[Dataset entries]
┌──

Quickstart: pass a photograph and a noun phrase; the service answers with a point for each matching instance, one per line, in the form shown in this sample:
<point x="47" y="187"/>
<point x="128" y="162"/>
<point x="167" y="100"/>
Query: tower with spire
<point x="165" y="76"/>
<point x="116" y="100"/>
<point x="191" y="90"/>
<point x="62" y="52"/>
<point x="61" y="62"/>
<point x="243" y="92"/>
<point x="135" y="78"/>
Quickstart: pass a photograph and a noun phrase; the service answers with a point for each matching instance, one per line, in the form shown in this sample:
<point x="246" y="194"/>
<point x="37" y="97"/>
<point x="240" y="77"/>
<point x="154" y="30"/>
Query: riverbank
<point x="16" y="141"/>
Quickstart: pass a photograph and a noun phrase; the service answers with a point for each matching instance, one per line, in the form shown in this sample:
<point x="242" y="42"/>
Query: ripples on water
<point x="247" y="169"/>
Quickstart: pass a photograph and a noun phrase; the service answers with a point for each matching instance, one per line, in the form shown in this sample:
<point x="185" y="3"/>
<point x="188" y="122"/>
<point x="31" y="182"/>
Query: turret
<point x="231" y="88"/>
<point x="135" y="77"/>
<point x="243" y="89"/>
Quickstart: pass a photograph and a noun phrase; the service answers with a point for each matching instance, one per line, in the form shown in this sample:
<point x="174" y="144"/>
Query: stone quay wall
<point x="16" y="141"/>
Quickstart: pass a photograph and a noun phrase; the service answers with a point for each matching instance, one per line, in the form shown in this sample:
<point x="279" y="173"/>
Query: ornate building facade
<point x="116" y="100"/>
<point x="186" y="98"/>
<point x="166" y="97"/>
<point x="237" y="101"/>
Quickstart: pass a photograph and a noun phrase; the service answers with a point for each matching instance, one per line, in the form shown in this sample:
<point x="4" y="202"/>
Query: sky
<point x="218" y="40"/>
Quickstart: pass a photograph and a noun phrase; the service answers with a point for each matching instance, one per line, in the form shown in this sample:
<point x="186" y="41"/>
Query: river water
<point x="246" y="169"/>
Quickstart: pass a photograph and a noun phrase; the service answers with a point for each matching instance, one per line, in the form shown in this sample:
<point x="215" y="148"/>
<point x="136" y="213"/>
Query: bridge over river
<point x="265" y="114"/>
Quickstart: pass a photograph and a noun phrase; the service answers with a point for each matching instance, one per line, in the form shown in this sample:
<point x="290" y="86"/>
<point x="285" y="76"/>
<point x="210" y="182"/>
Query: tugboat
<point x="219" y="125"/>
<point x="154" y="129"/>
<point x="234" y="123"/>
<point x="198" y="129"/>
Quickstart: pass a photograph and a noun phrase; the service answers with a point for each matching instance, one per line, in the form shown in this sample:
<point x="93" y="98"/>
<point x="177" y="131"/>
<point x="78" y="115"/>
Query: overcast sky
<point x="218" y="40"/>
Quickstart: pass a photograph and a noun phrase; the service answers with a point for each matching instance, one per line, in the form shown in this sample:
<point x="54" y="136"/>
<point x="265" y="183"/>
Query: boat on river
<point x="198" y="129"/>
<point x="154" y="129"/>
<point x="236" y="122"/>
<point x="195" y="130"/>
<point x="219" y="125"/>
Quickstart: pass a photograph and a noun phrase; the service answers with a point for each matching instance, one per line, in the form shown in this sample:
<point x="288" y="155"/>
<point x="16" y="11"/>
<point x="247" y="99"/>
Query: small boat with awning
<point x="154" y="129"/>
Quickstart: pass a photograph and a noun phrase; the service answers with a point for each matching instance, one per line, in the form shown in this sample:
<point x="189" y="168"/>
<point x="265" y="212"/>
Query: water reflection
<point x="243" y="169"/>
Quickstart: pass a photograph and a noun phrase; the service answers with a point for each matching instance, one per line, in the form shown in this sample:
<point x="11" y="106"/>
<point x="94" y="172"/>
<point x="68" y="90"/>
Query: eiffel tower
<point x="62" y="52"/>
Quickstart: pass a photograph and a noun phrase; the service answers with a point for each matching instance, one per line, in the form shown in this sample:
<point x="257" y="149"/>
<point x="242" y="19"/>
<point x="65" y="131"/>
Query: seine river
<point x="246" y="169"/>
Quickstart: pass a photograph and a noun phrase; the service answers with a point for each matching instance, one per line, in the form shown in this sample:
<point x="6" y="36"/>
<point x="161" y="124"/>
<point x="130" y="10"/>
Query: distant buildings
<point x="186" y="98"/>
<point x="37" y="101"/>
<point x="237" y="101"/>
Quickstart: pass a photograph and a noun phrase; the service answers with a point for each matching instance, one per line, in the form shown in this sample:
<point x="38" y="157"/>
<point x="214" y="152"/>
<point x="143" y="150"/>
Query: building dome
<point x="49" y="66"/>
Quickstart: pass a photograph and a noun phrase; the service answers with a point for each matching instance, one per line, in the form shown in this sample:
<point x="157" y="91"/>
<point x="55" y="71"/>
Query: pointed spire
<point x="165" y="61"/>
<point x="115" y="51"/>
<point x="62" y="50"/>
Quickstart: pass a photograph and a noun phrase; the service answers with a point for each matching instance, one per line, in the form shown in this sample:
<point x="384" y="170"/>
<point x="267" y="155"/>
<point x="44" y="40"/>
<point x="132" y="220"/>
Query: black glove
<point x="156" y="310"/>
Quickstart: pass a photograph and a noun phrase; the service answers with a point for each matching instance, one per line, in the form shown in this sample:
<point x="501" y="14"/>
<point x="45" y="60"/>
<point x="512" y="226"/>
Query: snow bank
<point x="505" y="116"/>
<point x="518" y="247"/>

└──

YOUR OBJECTIVE » Your answer must be the records themselves, output again exactly.

ANSWER SPACE »
Quickstart: pass a photograph and a noun phrase; the service answers with a point for each matching instance, one per line, in the form shown in this sample:
<point x="47" y="187"/>
<point x="128" y="162"/>
<point x="167" y="100"/>
Query: tower with spire
<point x="165" y="76"/>
<point x="116" y="100"/>
<point x="191" y="90"/>
<point x="62" y="52"/>
<point x="61" y="62"/>
<point x="243" y="92"/>
<point x="135" y="78"/>
Quickstart: pass a photograph and a noun phrase; the service answers with a point for each matching instance, one per line, in the form shown in this sample:
<point x="246" y="194"/>
<point x="37" y="97"/>
<point x="240" y="77"/>
<point x="154" y="30"/>
Query: riverbank
<point x="16" y="141"/>
Quickstart: pass a photograph and a noun phrase; the service answers with a point for each matching instance, one per line, in the form shown in this sample:
<point x="242" y="42"/>
Query: ripples on water
<point x="247" y="169"/>
Quickstart: pass a photograph and a noun phrase; the service answers with a point for each matching instance, one per line, in the form shown in this sample:
<point x="185" y="3"/>
<point x="188" y="122"/>
<point x="31" y="182"/>
Query: turret
<point x="231" y="88"/>
<point x="135" y="77"/>
<point x="243" y="89"/>
Quickstart: pass a photograph and a noun phrase; the service answers with a point for each matching instance, one per line, in the form shown in this sample:
<point x="174" y="144"/>
Query: stone quay wall
<point x="16" y="141"/>
Quickstart: pass a photograph and a noun phrase; the service answers with a point for each matching instance, one per line, in the form shown in this sample:
<point x="279" y="173"/>
Query: ornate building facade
<point x="116" y="100"/>
<point x="186" y="98"/>
<point x="166" y="97"/>
<point x="237" y="101"/>
Quickstart: pass a photograph and a noun phrase; the service answers with a point for each matching instance, one per line, in the form shown in this sample:
<point x="4" y="202"/>
Query: sky
<point x="218" y="40"/>
Quickstart: pass a photograph and a noun phrase; the service answers with a point for each matching instance, one per line, in the form shown in this sample:
<point x="186" y="41"/>
Query: river water
<point x="246" y="169"/>
Quickstart: pass a photograph and a noun phrase; the service answers with a point for each matching instance, one per line, in the form shown in this sample:
<point x="215" y="148"/>
<point x="136" y="213"/>
Query: bridge over river
<point x="265" y="114"/>
Quickstart: pass a photograph and a noun phrase; the service answers with a point for each matching instance, one per line, in the form shown in this sample:
<point x="290" y="86"/>
<point x="285" y="76"/>
<point x="210" y="182"/>
Query: tugboat
<point x="219" y="125"/>
<point x="154" y="129"/>
<point x="234" y="123"/>
<point x="198" y="129"/>
Quickstart: pass a photograph and a noun phrase; the service answers with a point for each matching instance, one per line, in the form shown in this sample:
<point x="93" y="98"/>
<point x="177" y="131"/>
<point x="78" y="115"/>
Query: overcast sky
<point x="218" y="40"/>
Quickstart: pass a photograph and a noun phrase; the service answers with a point for each matching instance, one per line, in the form shown in this sample:
<point x="54" y="136"/>
<point x="265" y="183"/>
Query: boat on river
<point x="198" y="129"/>
<point x="154" y="129"/>
<point x="236" y="122"/>
<point x="195" y="130"/>
<point x="219" y="125"/>
Quickstart: pass a photograph and a noun phrase; the service answers with a point for each matching instance, one per line, in the form shown in this sample:
<point x="288" y="155"/>
<point x="16" y="11"/>
<point x="247" y="99"/>
Query: small boat with awning
<point x="154" y="129"/>
Quickstart: pass a photograph and a noun phrase; the service answers with a point for each matching instance, one per line, in the form shown in this sample:
<point x="189" y="168"/>
<point x="265" y="212"/>
Query: water reflection
<point x="243" y="169"/>
Quickstart: pass a photograph and a noun phrase; the service answers with a point for each matching instance, one per line, in the form shown in this sample:
<point x="11" y="106"/>
<point x="94" y="172"/>
<point x="68" y="90"/>
Query: eiffel tower
<point x="62" y="52"/>
Quickstart: pass a photograph and a noun phrase; the service answers with a point for each matching instance, one per line, in the form shown in this sample:
<point x="257" y="149"/>
<point x="242" y="19"/>
<point x="65" y="131"/>
Query: seine river
<point x="246" y="169"/>
Quickstart: pass a photograph and a noun phrase; the service answers with a point for each matching instance, one per line, in the form shown in this sample:
<point x="6" y="36"/>
<point x="161" y="124"/>
<point x="130" y="10"/>
Query: distant buildings
<point x="186" y="98"/>
<point x="37" y="101"/>
<point x="237" y="101"/>
Quickstart: pass a photograph and a noun phrase; the service answers with a point for each matching instance, one per line, in the form shown in this sample:
<point x="38" y="157"/>
<point x="214" y="152"/>
<point x="143" y="150"/>
Query: building dome
<point x="49" y="66"/>
Quickstart: pass a photograph and a noun phrase; the service answers with a point for each matching instance, one per line, in the form shown in this sample:
<point x="157" y="91"/>
<point x="55" y="71"/>
Query: pointed spire
<point x="165" y="61"/>
<point x="115" y="51"/>
<point x="62" y="50"/>
Quickstart: pass a photograph and a noun phrase; the service answers with a point for each matching instance, one per line, in the form shown in this sample:
<point x="384" y="170"/>
<point x="267" y="155"/>
<point x="44" y="40"/>
<point x="132" y="220"/>
Query: black glove
<point x="156" y="310"/>
Quickstart: pass a photograph and a noun phrase; the service answers with a point for each matching instance, one per line, in the form shown in this sample:
<point x="501" y="14"/>
<point x="45" y="60"/>
<point x="512" y="226"/>
Query: snow bank
<point x="505" y="116"/>
<point x="518" y="247"/>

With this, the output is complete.